#### Dataset records

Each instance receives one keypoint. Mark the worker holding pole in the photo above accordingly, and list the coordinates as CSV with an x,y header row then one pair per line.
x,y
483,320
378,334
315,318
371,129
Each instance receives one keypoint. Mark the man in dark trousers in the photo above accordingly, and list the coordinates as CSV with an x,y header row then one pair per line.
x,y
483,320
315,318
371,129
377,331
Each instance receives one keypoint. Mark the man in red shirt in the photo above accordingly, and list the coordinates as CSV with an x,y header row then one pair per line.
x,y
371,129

########

*Exercise brief*. Repeat the line that contains "Each instance receives one keypoint. Mark the man in red", then every line after it until the records end, with nothing added.

*Result below*.
Each instance receives one keypoint. Mark the man in red shirt in the photo above accordingly, and list the coordinates as CSV with an x,y header row then one pair per line.
x,y
371,129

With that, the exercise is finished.